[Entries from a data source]
— start —

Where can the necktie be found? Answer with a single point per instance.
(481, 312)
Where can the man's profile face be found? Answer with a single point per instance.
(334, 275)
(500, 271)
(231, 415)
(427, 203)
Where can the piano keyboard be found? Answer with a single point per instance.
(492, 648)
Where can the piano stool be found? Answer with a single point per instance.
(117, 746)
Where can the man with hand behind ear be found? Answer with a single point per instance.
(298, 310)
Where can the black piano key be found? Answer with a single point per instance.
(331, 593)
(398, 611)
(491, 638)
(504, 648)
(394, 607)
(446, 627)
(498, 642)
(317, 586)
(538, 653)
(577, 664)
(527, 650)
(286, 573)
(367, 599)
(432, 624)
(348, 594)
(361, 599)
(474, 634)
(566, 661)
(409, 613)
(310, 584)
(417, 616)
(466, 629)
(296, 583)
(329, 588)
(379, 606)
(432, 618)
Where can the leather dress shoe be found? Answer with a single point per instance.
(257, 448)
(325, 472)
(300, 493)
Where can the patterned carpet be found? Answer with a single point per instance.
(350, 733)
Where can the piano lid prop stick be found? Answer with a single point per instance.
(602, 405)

— end —

Format the lines of the entries, beginning with the line that contains "Where can the patterned" and ending with the final line, as a Markdown table with the columns No. and Line. Number each row and omit any blank lines.

* _Task solution_
| No. | Line |
|---|---|
| 1 | Where can the patterned carpet be found? Answer with a single point per instance. |
| 2 | (350, 733) |
| 3 | Where can the piano lid prop stick be found? Answer with a single point per instance. |
| 4 | (602, 405) |